**Action item:**
Each line below is to be copied out exactly, and none may be omitted.

**Records for this exercise:**
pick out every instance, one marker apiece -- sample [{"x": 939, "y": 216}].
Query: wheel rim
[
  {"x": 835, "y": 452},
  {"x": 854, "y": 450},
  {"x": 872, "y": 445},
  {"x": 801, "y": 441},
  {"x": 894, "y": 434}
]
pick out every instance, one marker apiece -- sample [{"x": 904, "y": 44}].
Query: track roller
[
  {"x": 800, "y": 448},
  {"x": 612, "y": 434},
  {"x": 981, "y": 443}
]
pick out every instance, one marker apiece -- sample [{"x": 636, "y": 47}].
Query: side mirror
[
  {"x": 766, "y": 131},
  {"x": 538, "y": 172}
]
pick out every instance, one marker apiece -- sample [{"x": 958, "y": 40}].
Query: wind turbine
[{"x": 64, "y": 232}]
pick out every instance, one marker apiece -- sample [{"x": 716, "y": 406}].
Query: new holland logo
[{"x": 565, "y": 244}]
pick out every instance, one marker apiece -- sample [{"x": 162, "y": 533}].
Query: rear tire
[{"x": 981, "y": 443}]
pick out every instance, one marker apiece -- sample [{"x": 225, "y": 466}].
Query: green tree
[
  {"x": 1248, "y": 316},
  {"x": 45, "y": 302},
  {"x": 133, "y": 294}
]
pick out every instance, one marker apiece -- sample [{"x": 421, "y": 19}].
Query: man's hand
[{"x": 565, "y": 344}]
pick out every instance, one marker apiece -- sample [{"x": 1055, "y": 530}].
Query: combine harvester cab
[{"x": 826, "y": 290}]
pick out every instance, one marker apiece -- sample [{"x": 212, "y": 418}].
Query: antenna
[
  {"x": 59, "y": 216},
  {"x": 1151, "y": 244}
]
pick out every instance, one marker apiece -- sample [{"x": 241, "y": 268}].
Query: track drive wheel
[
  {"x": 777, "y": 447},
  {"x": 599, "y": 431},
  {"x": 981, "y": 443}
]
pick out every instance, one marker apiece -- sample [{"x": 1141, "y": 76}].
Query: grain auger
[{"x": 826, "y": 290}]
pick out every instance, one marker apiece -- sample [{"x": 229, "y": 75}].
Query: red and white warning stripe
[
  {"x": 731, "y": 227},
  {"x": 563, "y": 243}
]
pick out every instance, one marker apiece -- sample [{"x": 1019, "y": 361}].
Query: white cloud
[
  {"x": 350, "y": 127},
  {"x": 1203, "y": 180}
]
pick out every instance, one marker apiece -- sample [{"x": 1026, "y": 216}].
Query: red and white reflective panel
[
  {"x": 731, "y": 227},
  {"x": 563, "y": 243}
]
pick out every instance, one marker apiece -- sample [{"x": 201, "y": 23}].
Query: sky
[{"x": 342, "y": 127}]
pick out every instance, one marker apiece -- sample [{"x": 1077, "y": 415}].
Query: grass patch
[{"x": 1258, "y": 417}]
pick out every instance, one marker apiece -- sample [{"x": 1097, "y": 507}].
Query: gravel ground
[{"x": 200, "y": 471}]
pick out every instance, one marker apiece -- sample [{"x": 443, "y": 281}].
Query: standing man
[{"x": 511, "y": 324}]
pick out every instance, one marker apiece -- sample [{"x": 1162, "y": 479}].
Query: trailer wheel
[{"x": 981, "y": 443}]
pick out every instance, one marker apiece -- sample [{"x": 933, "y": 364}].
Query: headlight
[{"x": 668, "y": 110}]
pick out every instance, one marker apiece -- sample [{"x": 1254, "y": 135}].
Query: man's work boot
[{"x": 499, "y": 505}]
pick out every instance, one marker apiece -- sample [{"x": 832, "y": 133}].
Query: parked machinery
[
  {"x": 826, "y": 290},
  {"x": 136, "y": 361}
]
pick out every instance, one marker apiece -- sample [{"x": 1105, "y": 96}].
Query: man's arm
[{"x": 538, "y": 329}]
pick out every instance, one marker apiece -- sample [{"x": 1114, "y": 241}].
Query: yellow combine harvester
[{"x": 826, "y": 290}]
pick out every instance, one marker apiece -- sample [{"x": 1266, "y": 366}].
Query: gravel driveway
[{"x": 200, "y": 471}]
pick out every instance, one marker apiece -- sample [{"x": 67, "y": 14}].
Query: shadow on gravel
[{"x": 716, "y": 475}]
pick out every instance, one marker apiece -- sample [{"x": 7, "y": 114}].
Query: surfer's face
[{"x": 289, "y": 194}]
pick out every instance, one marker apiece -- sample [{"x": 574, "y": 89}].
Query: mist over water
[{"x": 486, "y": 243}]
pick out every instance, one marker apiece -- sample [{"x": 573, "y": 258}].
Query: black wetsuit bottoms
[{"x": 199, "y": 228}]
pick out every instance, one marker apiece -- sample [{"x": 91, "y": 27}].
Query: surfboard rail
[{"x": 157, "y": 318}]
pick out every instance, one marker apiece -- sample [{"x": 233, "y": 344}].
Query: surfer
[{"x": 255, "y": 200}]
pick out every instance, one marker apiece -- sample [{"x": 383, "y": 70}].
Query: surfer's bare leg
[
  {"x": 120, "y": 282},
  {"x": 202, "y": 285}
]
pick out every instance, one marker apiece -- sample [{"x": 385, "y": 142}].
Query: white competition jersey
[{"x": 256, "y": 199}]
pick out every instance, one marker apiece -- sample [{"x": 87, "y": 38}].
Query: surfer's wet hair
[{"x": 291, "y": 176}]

**Exercise result:**
pick out every instance, one marker apiece -- sample [{"x": 939, "y": 216}].
Query: wheel rim
[
  {"x": 835, "y": 452},
  {"x": 854, "y": 450},
  {"x": 872, "y": 445},
  {"x": 801, "y": 441},
  {"x": 894, "y": 434}
]
pick out every instance, one marker apiece -- sample [{"x": 904, "y": 44}].
Query: track roller
[
  {"x": 800, "y": 448},
  {"x": 612, "y": 434},
  {"x": 981, "y": 443}
]
pick out every instance, one marker apiece -- sample [{"x": 636, "y": 47}].
Query: side mirror
[
  {"x": 766, "y": 131},
  {"x": 538, "y": 172}
]
pick out every instance, one marker apiece -- sample [{"x": 958, "y": 40}].
Query: wind turbine
[{"x": 64, "y": 232}]
pick out every instance, one marker apiece -- sample [{"x": 716, "y": 406}].
Query: new holland logo
[{"x": 565, "y": 244}]
pick out every instance, one marker apiece -- sample [{"x": 162, "y": 533}].
Query: rear tire
[{"x": 981, "y": 443}]
pick out every instance, one marker apiece -- sample [{"x": 225, "y": 466}].
Query: green tree
[
  {"x": 1248, "y": 316},
  {"x": 45, "y": 302},
  {"x": 133, "y": 294}
]
pick out every instance, one marker apiece -- sample [{"x": 421, "y": 19}].
Query: man's hand
[{"x": 565, "y": 344}]
pick out every instance, one marker apiece -- sample [{"x": 1055, "y": 530}].
Query: combine harvester cab
[{"x": 826, "y": 290}]
pick out every instance, one marker apiece -- sample [{"x": 212, "y": 418}].
Query: antenna
[
  {"x": 59, "y": 216},
  {"x": 1151, "y": 244}
]
pick out every instance, one marker apiece -- sample [{"x": 241, "y": 268}].
Query: track drive wheel
[
  {"x": 777, "y": 447},
  {"x": 599, "y": 431},
  {"x": 981, "y": 443}
]
pick out every instance, one marker apiece -- sample [{"x": 1141, "y": 76}].
Query: grain auger
[{"x": 826, "y": 290}]
pick out every instance, one marker apiece -- sample [{"x": 229, "y": 75}].
Query: red and white warning stripe
[
  {"x": 731, "y": 227},
  {"x": 563, "y": 243}
]
pick out every instance, one marker apiece -- sample [{"x": 1019, "y": 361}].
Query: white cloud
[
  {"x": 350, "y": 127},
  {"x": 1203, "y": 180}
]
pick out every instance, one marker apiece -- sample [{"x": 1026, "y": 216}].
Query: red and white reflective panel
[
  {"x": 731, "y": 227},
  {"x": 563, "y": 243}
]
pick out every instance, one marker apiece -- sample [{"x": 201, "y": 23}].
Query: sky
[{"x": 342, "y": 127}]
pick out every instance, one marker apiece -- sample [{"x": 1077, "y": 415}].
Query: grass patch
[{"x": 1258, "y": 417}]
pick out every instance, one marker apiece -- sample [{"x": 1097, "y": 507}].
Query: gravel ground
[{"x": 200, "y": 471}]
pick out every instance, one marker apiece -- sample [{"x": 443, "y": 281}].
Query: standing man
[{"x": 511, "y": 324}]
pick out every instance, one marker apiece -- sample [{"x": 1162, "y": 479}].
Query: trailer wheel
[{"x": 981, "y": 443}]
pick out every instance, one marker apiece -- sample [{"x": 933, "y": 364}].
Query: headlight
[{"x": 668, "y": 110}]
pick out every instance, one marker apiece -- sample [{"x": 1254, "y": 135}].
Query: man's work boot
[{"x": 499, "y": 505}]
pick out every instance, one marker apiece -- sample [{"x": 832, "y": 133}].
Query: parked machinery
[
  {"x": 826, "y": 290},
  {"x": 136, "y": 361}
]
pick out every instance, one marker apiece -- sample [{"x": 1105, "y": 96}].
Query: man's arm
[{"x": 538, "y": 329}]
pick out every instance, one marker apiece -- sample [{"x": 1114, "y": 241}].
Query: yellow combine harvester
[{"x": 826, "y": 290}]
pick out every instance, one marker apiece -- sample [{"x": 1266, "y": 366}].
Query: gravel driveway
[{"x": 200, "y": 471}]
pick out every instance, one marker apiece -- sample [{"x": 67, "y": 14}].
Query: shadow on gravel
[{"x": 716, "y": 475}]
pick out every instance, one marker apiece -- sample [{"x": 7, "y": 114}].
Query: surfer's face
[{"x": 289, "y": 194}]
pick out every instance, one marker apiece -- sample [{"x": 574, "y": 89}].
Query: mist over water
[{"x": 486, "y": 243}]
pick out every instance, one marker apiece -- sample [{"x": 573, "y": 258}].
Query: black wetsuit bottoms
[{"x": 199, "y": 228}]
pick out every instance, one marker apiece -- sample [{"x": 91, "y": 27}].
Query: surfboard rail
[{"x": 157, "y": 318}]
pick out every instance, one marker apiece -- sample [{"x": 233, "y": 344}].
Query: surfer
[{"x": 255, "y": 200}]
pick out every instance, one marker apiece -- sample [{"x": 383, "y": 70}].
Query: surfer's bare leg
[
  {"x": 120, "y": 282},
  {"x": 202, "y": 285}
]
pick out every instance, one marker apiece -- sample [{"x": 385, "y": 142}].
Query: white competition jersey
[{"x": 256, "y": 199}]
pick out every instance, one marker apiece -- sample [{"x": 87, "y": 38}].
Query: surfer's wet hair
[{"x": 291, "y": 176}]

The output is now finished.